8

I have the following code:

myFunc();
bar();

myFunc() is making an ajax request

I don't want to execute bar() until myFunc()'s request has completed.

I also do not want to move the call to bar() inside of myFunc.

possible?

EDIT

Here is the code I ended up with:

var FOO = {
 init: function(blah)
 {
  // Callbacks to pass to the AJAX challenge data load
  var callbacks = {
   myFunc1: function(){ myFunc1(blah); },
   myFunc2: function(){ myFunc2(blah); },
  };

  this.bar(callbacks); // Load the challenge data and setup the game
 },
 bar: function(callbacks) { ..loop through and execute them.. }

};
3
  • 1
    Jan and Jerome both have valid answers, personally I'm leaning towards Jeromes since thats the typical way to do stuff in JavaScript Commented Sep 2, 2010 at 8:36
  • Why are you reinventing the wheel? There's no justifiable reason to deal with all the cross-browser quirks instead of using a premade Ajax library that supports callbacks. Commented Sep 2, 2010 at 8:41
  • I wasn't trying to reinvent the wheel. I just didn't know what I was doing, period. Jerome's suggestion worked out great. See the EDIT for what I ended up with: I think that's ideal... Commented Sep 2, 2010 at 17:37

4 Answers 4

6

In order to do what you are looking for, you must find a way for bar() to communicate with myFunc().
**********
- _DIRECTION 1_
Copy out word for word the lines of the listing below, from the line that contains "In this exercise you will indicate the blue" through the last line of the listing, both ends included.
**********
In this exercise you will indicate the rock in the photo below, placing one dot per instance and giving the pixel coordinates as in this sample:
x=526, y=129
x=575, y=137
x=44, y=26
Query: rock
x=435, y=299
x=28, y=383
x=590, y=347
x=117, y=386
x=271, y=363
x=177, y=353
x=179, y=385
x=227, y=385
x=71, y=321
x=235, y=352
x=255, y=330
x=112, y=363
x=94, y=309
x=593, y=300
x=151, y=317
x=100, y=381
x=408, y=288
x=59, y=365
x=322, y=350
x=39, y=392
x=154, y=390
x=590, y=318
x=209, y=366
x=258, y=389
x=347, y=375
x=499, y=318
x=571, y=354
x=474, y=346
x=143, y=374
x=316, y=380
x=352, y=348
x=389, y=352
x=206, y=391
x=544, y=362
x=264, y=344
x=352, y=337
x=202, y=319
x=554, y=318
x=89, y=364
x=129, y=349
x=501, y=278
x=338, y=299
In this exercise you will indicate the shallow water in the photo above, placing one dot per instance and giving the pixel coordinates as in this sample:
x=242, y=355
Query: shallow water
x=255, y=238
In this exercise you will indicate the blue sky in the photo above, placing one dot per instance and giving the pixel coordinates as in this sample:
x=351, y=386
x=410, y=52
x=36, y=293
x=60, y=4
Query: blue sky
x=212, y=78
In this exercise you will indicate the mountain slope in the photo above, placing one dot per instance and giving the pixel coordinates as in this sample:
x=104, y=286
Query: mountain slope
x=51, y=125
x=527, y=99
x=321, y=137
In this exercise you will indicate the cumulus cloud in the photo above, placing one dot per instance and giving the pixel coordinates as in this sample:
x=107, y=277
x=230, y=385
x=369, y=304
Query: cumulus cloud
**********
- _DIRECTION 2_
Continue the Q&A about running bar() only after the ajax request in myFunc() has finished, picking up right after its last sentence.

- _EXERCISE ANSWER 1_
In this exercise you will indicate the blue sky in the photo above, placing one dot per instance and giving the pixel coordinates as in this sample:
x=351, y=386
x=410, y=52
x=36, y=293
x=60, y=4
Query: blue sky
x=212, y=78
In this exercise you will indicate the mountain slope in the photo above, placing one dot per instance and giving the pixel coordinates as in this sample:
x=104, y=286
Query: mountain slope
x=51, y=125
x=527, y=99
x=321, y=137
In this exercise you will indicate the cumulus cloud in the photo above, placing one dot per instance and giving the pixel coordinates as in this sample:
x=107, y=277
x=230, y=385
x=369, y=304
Query: cumulus cloud

- _EXERCISE ANSWER 2_
When you say that you do not want to move the call to bar() inside myFunc() this can be interpreted in several ways.

For example, you could make bar() a parameter of myFunc()

function bar() {
   // do what bar() does
}

function myFunc(callback) {
   // use callback in the onreadystatechange property of the xmlhtprequest object
}

myFunc(bar)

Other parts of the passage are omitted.